WHAT THE TASK ASKS :: Using the text on running CAMP, decide whether each statement agrees with it: (a) The default number of cores available to Snakemake is 10. (b) Slurm is the only job submission cluster currently supported. (c) In Slurm mode, the -c flag sets the pool of cores available to run the jobs. For each, answer yes or no and quote the deciding words of the text.
:: TEXT SECTION ::
Command line deployment

To run CAMP on the command line, use the following, where /path/to/work/dir is replaced with the absolute path of your chosen working directory, and /path/to/samples.csv is replaced with your copy of samples.csv. - The default number of cores available to Snakemake is 1 which is enough for test data, but should probably be adjusted to 10+ for a real dataset. - Relative or absolute paths to the Snakefile and/or the working directory (if you're running elsewhere) are accepted!

python /path/to/camp_short-read-quality-control/workflow/short-read-quality-control.py -d /path/to/work/dir -s /path/to/samples.csv
  • Note: This setup allows the main Snakefile to live outside of the work directory.

Running on a slurm cluster

To run CAMP on a job submission cluster (for now, only Slurm is supported), use the following. - --slurm is an optional flag that submits all rules in the Snakemake pipeline as sbatch jobs. - In Slurm mode, the -c flag refers to the maximum number of sbatch jobs submitted in parallel, not the pool of cores available to run the jobs. Each job will request the number of cores specified by threads in configs/resources/slurm.yaml.
:::
:: MATERIAL PROVIDED ::
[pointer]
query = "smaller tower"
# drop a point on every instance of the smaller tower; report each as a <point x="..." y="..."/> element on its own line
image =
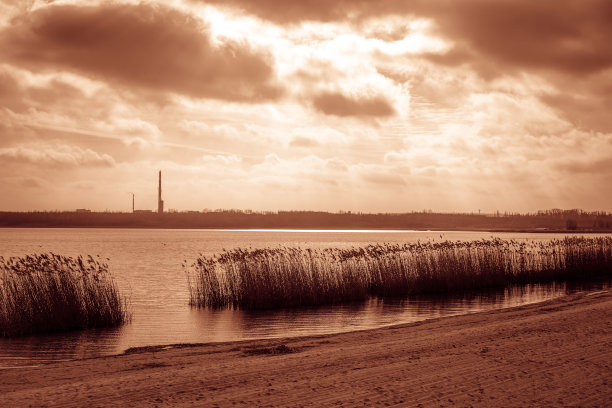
:::
RESULT BELOW ::
(a) No: "The default number of cores available to Snakemake is 1"
(b) Yes: "for now, only Slurm is supported"
(c) No: "the -c flag refers to the maximum number of sbatch jobs submitted in parallel, not the pool of cores available to run the jobs"